** start of Provided information **
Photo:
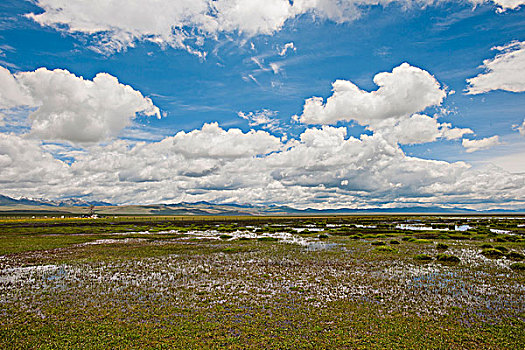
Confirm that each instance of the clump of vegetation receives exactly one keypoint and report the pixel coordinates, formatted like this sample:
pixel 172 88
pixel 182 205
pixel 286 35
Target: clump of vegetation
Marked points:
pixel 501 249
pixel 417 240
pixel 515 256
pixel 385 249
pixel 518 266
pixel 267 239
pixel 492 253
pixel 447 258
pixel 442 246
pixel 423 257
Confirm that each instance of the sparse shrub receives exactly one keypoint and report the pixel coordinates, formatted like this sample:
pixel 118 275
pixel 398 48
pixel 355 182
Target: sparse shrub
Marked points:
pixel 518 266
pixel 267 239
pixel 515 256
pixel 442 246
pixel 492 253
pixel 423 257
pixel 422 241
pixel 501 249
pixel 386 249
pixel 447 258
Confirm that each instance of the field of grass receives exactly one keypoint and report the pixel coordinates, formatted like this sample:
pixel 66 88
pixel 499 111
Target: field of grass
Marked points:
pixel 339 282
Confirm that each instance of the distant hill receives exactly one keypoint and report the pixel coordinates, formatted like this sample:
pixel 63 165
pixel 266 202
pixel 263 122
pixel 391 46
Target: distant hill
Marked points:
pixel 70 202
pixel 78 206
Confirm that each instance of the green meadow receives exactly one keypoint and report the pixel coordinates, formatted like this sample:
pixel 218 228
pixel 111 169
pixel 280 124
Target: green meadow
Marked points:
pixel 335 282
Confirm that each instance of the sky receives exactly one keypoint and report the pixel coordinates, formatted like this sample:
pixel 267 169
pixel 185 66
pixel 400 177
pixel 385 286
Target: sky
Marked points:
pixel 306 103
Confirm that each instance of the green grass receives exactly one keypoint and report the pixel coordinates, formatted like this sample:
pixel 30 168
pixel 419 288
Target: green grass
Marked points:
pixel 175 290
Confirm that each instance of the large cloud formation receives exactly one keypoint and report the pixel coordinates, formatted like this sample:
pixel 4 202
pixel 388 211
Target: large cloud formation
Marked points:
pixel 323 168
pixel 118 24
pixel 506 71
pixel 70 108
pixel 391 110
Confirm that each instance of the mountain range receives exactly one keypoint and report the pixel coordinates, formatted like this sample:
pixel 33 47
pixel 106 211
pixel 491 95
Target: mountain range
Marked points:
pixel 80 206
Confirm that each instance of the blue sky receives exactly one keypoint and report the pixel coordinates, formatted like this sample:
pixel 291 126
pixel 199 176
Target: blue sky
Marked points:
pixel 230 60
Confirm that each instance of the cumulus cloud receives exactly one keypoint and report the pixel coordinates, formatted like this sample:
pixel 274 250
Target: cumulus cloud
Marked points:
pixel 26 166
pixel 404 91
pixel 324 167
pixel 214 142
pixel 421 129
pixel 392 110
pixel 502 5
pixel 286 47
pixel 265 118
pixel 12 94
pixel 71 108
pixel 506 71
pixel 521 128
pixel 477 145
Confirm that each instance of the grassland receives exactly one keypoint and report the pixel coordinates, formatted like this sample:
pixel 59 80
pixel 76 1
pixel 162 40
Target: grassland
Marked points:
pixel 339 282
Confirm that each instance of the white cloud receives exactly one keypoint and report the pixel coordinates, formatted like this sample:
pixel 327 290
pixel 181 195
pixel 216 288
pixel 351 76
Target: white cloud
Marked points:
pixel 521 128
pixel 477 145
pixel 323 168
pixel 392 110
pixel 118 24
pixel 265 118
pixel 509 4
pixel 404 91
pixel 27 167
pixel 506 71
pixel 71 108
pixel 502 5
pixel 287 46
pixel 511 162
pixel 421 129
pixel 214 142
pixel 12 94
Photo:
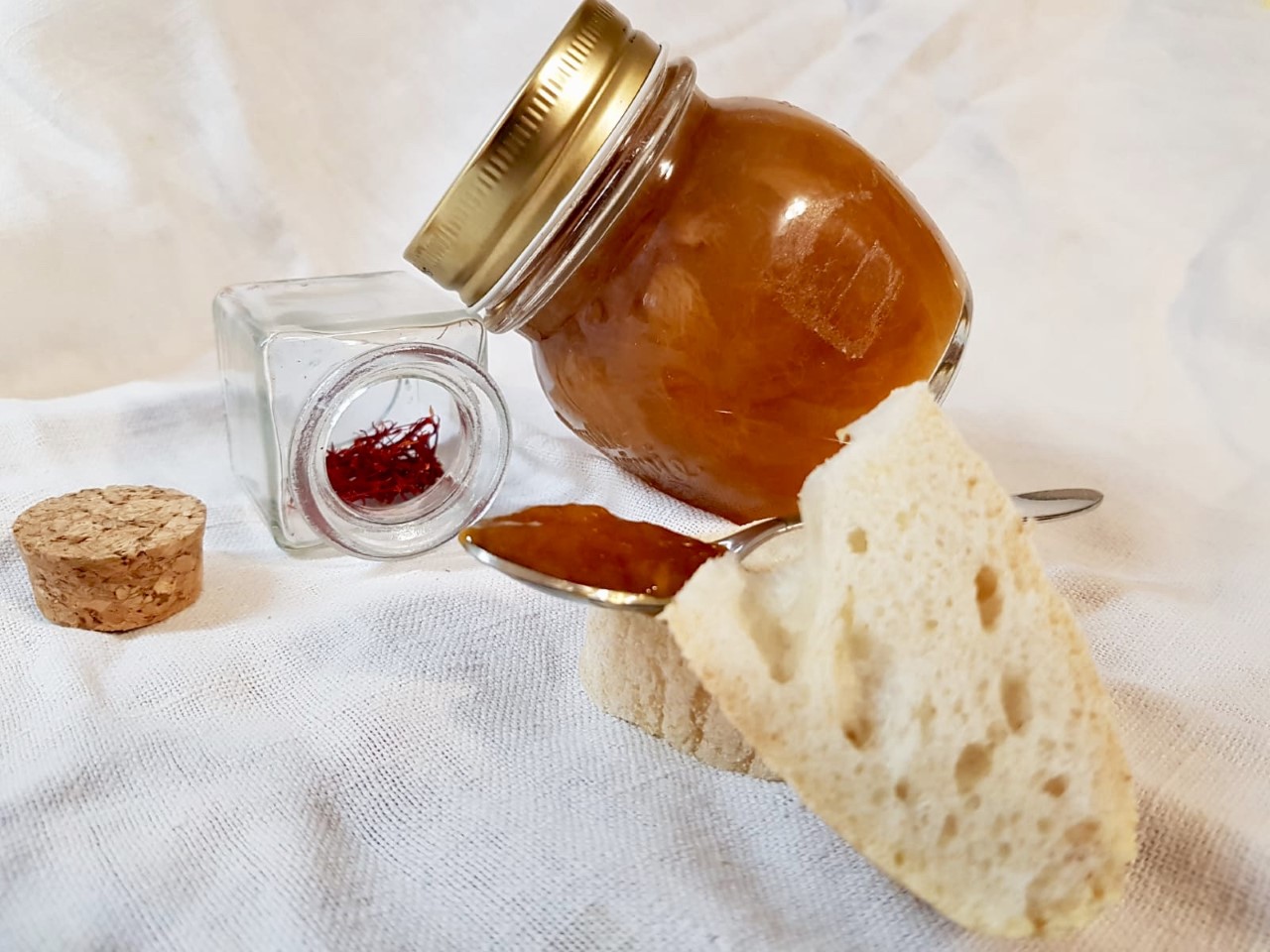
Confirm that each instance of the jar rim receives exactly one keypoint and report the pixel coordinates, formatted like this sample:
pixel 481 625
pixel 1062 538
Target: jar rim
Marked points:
** end of Provided information **
» Exercise description
Update the material above by replacing every "Marked points" with "Labeled points" and leaving everything else as it is. Omit the pictures from your answer.

» Answer below
Photo:
Confirm that each instance of the clump of vegetation receives exactly one keypoint and report the pixel coordinates, formatted like this sample:
pixel 172 88
pixel 182 205
pixel 286 35
Target: clump of vegetation
Labeled points:
pixel 501 249
pixel 417 240
pixel 515 256
pixel 385 249
pixel 518 266
pixel 267 239
pixel 492 253
pixel 447 258
pixel 442 246
pixel 423 257
Confirm that each instance of the sparse shrub receives exactly one keypoint and report the pixel coordinates, formatted like this sample:
pixel 118 275
pixel 398 48
pixel 355 182
Target: sparse shrub
Labeled points:
pixel 518 266
pixel 267 239
pixel 515 256
pixel 442 246
pixel 492 253
pixel 423 257
pixel 422 241
pixel 501 249
pixel 386 249
pixel 447 258
Confirm that each instance of the field of grass receives exactly one keypoint and report the pixel coordinates, formatted like this sample:
pixel 66 88
pixel 499 111
Target: field of grass
Labeled points:
pixel 339 282
Confirm that each instance of the distant hill receives exactly one keypoint and report the pixel coordinates, formatted like this sample:
pixel 63 165
pixel 266 202
pixel 263 122
pixel 391 46
Target: distant hill
Labeled points:
pixel 70 202
pixel 78 206
Confirm that each instance of the green meadow receives exactly one keypoint and report the pixel coordinates, formatted like this sample:
pixel 218 228
pixel 111 169
pixel 280 124
Target: green meadow
Labeled points:
pixel 335 282
Confirm that each instance of the sky receives exactly one keypoint and report the pixel coordinates, formatted like this sample:
pixel 267 169
pixel 185 66
pixel 400 177
pixel 385 286
Target: sky
Labeled points:
pixel 306 103
Confirm that each instance of the green grass receives exactly one keypoint and report the pixel coordinates, formatted like this sample:
pixel 30 168
pixel 419 288
Target: green grass
Labeled points:
pixel 175 290
Confirm that each instance of the large cloud formation receives exactly one keypoint and report the pixel coordinates, formatted like this sample:
pixel 4 202
pixel 388 211
Target: large cloud formation
Labeled points:
pixel 323 168
pixel 118 24
pixel 506 71
pixel 70 108
pixel 391 110
Confirm that each instance of the mountain range receives exactly one keypoint and report the pixel coordinates, formatted like this sample:
pixel 33 47
pixel 106 211
pixel 491 95
Target: mountain range
Labeled points:
pixel 80 206
Confirm that each instance of the blue sky receives exactly one keypoint and report the pixel coordinates, formatted like this sample:
pixel 291 126
pixel 199 176
Target: blue sky
Labeled points:
pixel 230 60
Confirm that each instance of the cumulus cloud receives exactly one keypoint and report the pixel coordinates, formatted like this sample:
pixel 274 250
Target: cumulus cloud
Labeled points:
pixel 26 166
pixel 404 91
pixel 324 167
pixel 214 142
pixel 421 129
pixel 392 110
pixel 502 5
pixel 286 47
pixel 265 118
pixel 12 94
pixel 71 108
pixel 506 71
pixel 521 128
pixel 477 145
Confirm that each instance of the grassland receives exactly one keypoint and report the pixel coordinates, formatted like this sample:
pixel 59 80
pixel 76 1
pixel 162 40
Target: grassland
Labeled points:
pixel 339 282
Confirm that each instance of the white cloud receives exactly one keypoint and report the pixel coordinates, formatted like this sample:
pixel 327 290
pixel 181 195
pixel 216 288
pixel 351 76
Target: white cloud
Labeled points:
pixel 521 128
pixel 477 145
pixel 323 168
pixel 392 110
pixel 118 24
pixel 265 118
pixel 509 4
pixel 404 91
pixel 27 167
pixel 506 71
pixel 71 108
pixel 502 5
pixel 287 46
pixel 511 162
pixel 421 129
pixel 214 142
pixel 12 94
Photo:
Confirm that each instance of the jar rim receives exactly one keypoint and report the pixel coordinates, formatted like this sample:
pixel 481 625
pixel 1062 538
Target: jar rim
Labeled points:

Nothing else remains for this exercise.